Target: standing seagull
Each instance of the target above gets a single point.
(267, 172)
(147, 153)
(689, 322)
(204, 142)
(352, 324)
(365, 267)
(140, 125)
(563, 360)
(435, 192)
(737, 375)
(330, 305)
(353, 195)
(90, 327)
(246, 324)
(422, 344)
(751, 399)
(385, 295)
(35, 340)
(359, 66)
□ □ □ □ □
Exercise - Output the data above as a two-column CSV with the header input,output and one row for each block. Put the block's text under input and its answer under output, wrapping each field in double quotes and replacing every line break with a space.

Answer to this task -
input,output
"Target: standing seagull Each instance of the target above gets a single point.","(267, 172) (147, 153) (689, 322) (204, 142) (352, 324) (365, 267) (140, 125) (563, 360) (435, 192) (737, 375) (330, 305) (353, 195) (90, 327) (246, 324) (422, 344) (751, 399) (385, 295) (35, 340) (359, 66)"